This work discusses a low-level thruster controller that can be used as part of a semi- autonomous guidance, navigation and control system for a ROV. A thruster dynamics model describing the thrust force of a propeller-type underwater thruster was derived and implemented for the thruster on the Saab Seaeye Falcon ROV. The thruster dynamics model described is a quadratic equation that uses the propeller velocity to determine thrust force. This model includes a mechanism for compensation against the external motion of the thruster, such as occurs when the ROV moves through the water.
Several experiments were performed to fully characterize the quadratic thruster dynamics model and test its ability to accurately predict thrust force based on a known ambient water velocity and propeller angular velocity. The drag force was calculated and removed from the force measurements to get the thrust force used in the model. The model coefficients were determined and then the resulting model was tested against experimental data to determine the efficacy of the model in the lab environment and compare it to a widely used linear thruster dynamics model. The results showed the quadratic model improved upon the linear model, and the quadratic model was valid over a larger range of ambient water velocities.

__________

* **Problems to work on**
**1.** Copy the passage on the ROV thruster model between "Several experiments were" and "ambient water velocities.", inclusive.
**2.** Using the passage on the ROV thruster model, decide whether each statement agrees with it. Answer yes or no for each, and quote the words of the passage that settle it.
(a) The thruster dynamics model uses propeller velocity to determine thrust force.
(b) The linear model was valid over a larger range of ambient water velocities than the quadratic model.
(c) The drag force was added to the force measurements to get the thrust force used in the model.
**3.** Pick up the passage on the ROV thruster model after its final sentence and write what comes next.

* **Source data**
__________

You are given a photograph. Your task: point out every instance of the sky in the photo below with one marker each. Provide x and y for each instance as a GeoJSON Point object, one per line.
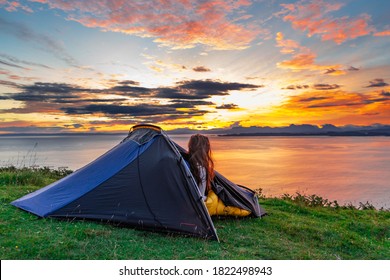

__________

* **Answers**
**1.**
Several experiments were performed to fully characterize the quadratic thruster dynamics model and test its ability to accurately predict thrust force based on a known ambient water velocity and propeller angular velocity. The drag force was calculated and removed from the force measurements to get the thrust force used in the model. The model coefficients were determined and then the resulting model was tested against experimental data to determine the efficacy of the model in the lab environment and compare it to a widely used linear thruster dynamics model. The results showed the quadratic model improved upon the linear model, and the quadratic model was valid over a larger range of ambient water velocities.

**2.**
(a) Yes: "The thruster dynamics model described is a quadratic equation that uses the propeller velocity to determine thrust force."
(b) No: "the quadratic model was valid over a larger range of ambient water velocities."
(c) No: "The drag force was calculated and removed from the force measurements to get the thrust force used in the model."

**3.**
The quadratic model was then inverted to provide a thruster control algorithm that determines the propeller angular velocity necessary to produce a desired thrust force. This algorithm was used to design a low-level thruster controller. This controller was designed to be used on an existing vehicle where thrust force feedback is not available and difficult or expensive to add. This allows it to be used in a wider range of applications than controllers that rely on such feedback to operate. The controller was implemented using a PID control loop to drive the angular velocity of the propeller to the desired rate. An iso-parametric mapping, which transforms the linear PID output to the non-linear thruster input, was added to provide a faster response time for the controller over the entire range of the propeller velocity. The performance of this low-level thruster controller was demonstrated in the test environment. The low-level thruster controller followed a desired thrust force under a range of ambient water velocities.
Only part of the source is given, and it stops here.